> SET TASK:
Copy the data word for word, keeping every line.
##### LISTED ENTRIES #####
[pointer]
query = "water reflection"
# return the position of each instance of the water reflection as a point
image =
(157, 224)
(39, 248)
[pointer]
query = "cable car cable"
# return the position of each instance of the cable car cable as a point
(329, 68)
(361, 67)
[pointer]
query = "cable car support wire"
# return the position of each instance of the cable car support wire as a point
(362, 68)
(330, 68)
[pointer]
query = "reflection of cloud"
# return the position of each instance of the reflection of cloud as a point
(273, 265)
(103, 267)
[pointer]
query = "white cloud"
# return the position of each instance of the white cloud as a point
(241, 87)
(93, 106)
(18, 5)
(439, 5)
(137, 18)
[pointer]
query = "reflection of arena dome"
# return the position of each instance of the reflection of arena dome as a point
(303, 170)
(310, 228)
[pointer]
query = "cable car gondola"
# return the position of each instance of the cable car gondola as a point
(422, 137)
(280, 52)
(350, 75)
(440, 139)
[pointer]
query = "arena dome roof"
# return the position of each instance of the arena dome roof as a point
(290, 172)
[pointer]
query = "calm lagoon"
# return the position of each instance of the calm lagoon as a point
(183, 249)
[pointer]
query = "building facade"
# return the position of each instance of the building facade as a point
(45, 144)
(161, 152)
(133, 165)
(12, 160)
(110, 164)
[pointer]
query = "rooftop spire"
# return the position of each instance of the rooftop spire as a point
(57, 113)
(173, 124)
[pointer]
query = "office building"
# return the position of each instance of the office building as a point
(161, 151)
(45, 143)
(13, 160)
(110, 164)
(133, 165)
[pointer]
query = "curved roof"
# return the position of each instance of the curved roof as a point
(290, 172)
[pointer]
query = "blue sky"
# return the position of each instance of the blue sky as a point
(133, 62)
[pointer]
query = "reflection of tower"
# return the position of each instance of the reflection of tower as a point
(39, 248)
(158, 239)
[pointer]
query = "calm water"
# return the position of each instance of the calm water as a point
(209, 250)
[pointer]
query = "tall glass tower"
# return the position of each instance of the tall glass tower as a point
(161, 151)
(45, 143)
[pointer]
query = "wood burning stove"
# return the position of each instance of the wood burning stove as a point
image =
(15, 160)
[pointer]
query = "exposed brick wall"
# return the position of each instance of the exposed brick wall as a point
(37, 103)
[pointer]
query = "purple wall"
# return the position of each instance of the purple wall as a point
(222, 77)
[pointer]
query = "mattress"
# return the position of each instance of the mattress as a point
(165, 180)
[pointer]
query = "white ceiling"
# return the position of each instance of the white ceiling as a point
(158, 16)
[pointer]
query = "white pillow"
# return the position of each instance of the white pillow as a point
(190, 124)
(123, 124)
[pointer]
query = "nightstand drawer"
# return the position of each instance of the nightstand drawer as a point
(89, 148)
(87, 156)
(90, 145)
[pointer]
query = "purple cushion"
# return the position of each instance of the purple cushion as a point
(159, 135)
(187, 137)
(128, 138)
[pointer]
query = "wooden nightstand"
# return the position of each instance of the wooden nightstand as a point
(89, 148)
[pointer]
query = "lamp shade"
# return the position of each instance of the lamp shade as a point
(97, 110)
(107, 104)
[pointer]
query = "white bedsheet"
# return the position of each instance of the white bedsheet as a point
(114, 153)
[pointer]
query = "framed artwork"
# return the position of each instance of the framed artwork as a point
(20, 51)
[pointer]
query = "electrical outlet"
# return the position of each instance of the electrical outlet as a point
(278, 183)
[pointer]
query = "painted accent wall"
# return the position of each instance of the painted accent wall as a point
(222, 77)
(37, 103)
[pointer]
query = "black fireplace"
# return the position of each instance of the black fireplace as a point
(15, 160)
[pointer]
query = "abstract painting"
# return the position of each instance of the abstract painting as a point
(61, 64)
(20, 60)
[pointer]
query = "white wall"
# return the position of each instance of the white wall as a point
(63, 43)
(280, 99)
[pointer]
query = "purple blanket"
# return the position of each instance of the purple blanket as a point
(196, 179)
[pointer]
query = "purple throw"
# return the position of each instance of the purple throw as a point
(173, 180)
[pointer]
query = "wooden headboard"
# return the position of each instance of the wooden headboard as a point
#####
> RESULT OF THE TASK:
[pointer]
query = "water reflection"
# return the position of each instance of the water reflection as a point
image =
(157, 224)
(39, 248)
[pointer]
query = "cable car cable"
# return the position of each instance of the cable car cable as a point
(329, 68)
(361, 67)
[pointer]
query = "cable car support wire"
# return the position of each instance of the cable car support wire as a point
(362, 68)
(330, 68)
[pointer]
query = "reflection of cloud"
# return the position of each instance of the reflection of cloud as a point
(273, 265)
(103, 267)
[pointer]
query = "white cloud"
# return the position of each instance of the white cloud as a point
(241, 87)
(93, 106)
(18, 5)
(439, 5)
(137, 18)
[pointer]
query = "reflection of arena dome"
# return the position of each instance of the reflection of arena dome as a point
(303, 170)
(310, 228)
[pointer]
query = "cable car gondola"
# return the position of each instance of the cable car gondola as a point
(422, 137)
(280, 52)
(350, 75)
(440, 139)
[pointer]
query = "arena dome roof"
# return the position of each instance of the arena dome roof as a point
(290, 172)
[pointer]
query = "calm lagoon"
# return the position of each instance of the calm lagoon as a point
(183, 249)
[pointer]
query = "building facade"
# return the position of each instance of the building facade as a point
(45, 144)
(161, 152)
(133, 165)
(12, 160)
(110, 164)
[pointer]
query = "rooftop spire"
# return the position of each instance of the rooftop spire as a point
(57, 113)
(173, 124)
[pointer]
query = "office building"
# return the position of each instance of the office building as a point
(161, 151)
(45, 143)
(13, 160)
(110, 164)
(133, 165)
[pointer]
query = "curved roof"
# return the position of each instance of the curved roof as a point
(290, 172)
[pointer]
query = "blue sky"
# return the position of each instance of the blue sky as a point
(133, 62)
[pointer]
query = "reflection of tower"
# return the position of each instance of the reflection of tower as a point
(39, 248)
(158, 239)
[pointer]
query = "calm water"
# return the position of each instance of the calm water as a point
(209, 250)
[pointer]
query = "tall glass tower"
# return the position of each instance of the tall glass tower as a point
(161, 151)
(45, 143)
[pointer]
query = "wood burning stove"
# return the position of each instance of the wood burning stove as a point
image =
(15, 160)
[pointer]
query = "exposed brick wall"
# return the position of each instance of the exposed brick wall as a point
(37, 103)
[pointer]
query = "purple wall"
# return the position of each instance of the purple wall as a point
(222, 77)
[pointer]
query = "mattress"
# return the position of each instance of the mattress as a point
(165, 180)
[pointer]
query = "white ceiling"
# return the position of each instance of the white ceiling as a point
(158, 16)
[pointer]
query = "white pillow"
# return the position of each instance of the white pillow as a point
(190, 124)
(123, 124)
[pointer]
query = "nightstand drawer"
# return the position of each instance of the nightstand drawer as a point
(89, 148)
(87, 156)
(90, 145)
[pointer]
query = "purple cushion"
# return the position of each instance of the purple cushion as a point
(159, 135)
(187, 137)
(128, 138)
[pointer]
query = "wooden nightstand"
# return the position of each instance of the wooden nightstand as a point
(89, 148)
[pointer]
query = "lamp shade"
# return the position of each instance of the lamp shade as a point
(97, 110)
(107, 104)
[pointer]
query = "white bedsheet"
# return the position of each instance of the white bedsheet as a point
(114, 153)
[pointer]
query = "framed artwork"
# return the position of each instance of the framed artwork as a point
(20, 51)
[pointer]
query = "electrical outlet"
# return the position of each instance of the electrical outlet as a point
(278, 183)
[pointer]
query = "painted accent wall"
# return the position of each instance of the painted accent wall as a point
(222, 77)
(37, 103)
[pointer]
query = "black fireplace"
# return the position of each instance of the black fireplace as a point
(15, 160)
[pointer]
query = "abstract painting"
# return the position of each instance of the abstract painting as a point
(61, 64)
(20, 60)
[pointer]
query = "white wall"
# return the position of each instance of the white wall as a point
(63, 43)
(280, 99)
[pointer]
query = "purple blanket"
# return the position of each instance of the purple blanket as a point
(196, 179)
[pointer]
query = "purple throw"
# return the position of each instance of the purple throw as a point
(173, 180)
[pointer]
query = "wooden headboard"
# return the position of each instance of the wooden headboard as a point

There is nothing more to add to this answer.